| Exercise |
Set down the data that follows again, exactly as written.

| Dataset entries |
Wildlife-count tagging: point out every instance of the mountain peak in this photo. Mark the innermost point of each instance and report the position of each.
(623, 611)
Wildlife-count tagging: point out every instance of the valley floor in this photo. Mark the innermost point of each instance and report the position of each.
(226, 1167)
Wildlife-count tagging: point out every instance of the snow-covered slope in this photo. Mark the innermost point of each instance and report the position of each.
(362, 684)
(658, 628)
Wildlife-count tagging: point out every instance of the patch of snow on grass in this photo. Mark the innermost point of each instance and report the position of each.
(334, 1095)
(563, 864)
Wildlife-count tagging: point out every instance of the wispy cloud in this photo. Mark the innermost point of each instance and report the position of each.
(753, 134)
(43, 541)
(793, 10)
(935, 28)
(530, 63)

| Exercise answer |
Wildlife-count tagging: point out every instance of the mountain peak in this photo. Mark the innermost point of each instance and report the position of each.
(623, 611)
Wildlife-count tagging: point out every instance of the valley floor in this photo. Mark the innermost point of each instance and report the position of each.
(226, 1167)
Wildlife-count tagging: point out every instance of the snow-covered slope in this photo. Mark the innermost point of each instance and report the position of each.
(362, 684)
(658, 628)
Wildlife-count tagging: point out every instance of the patch of snow on grass in this photo. Mark the innermost point of each instance and report the position of each.
(334, 1095)
(563, 864)
Wildlife-count tagging: point out every instance of the wispy cloud in this photo. Mark the innermost point of each instance and report the position of each.
(753, 134)
(43, 541)
(793, 10)
(935, 28)
(530, 63)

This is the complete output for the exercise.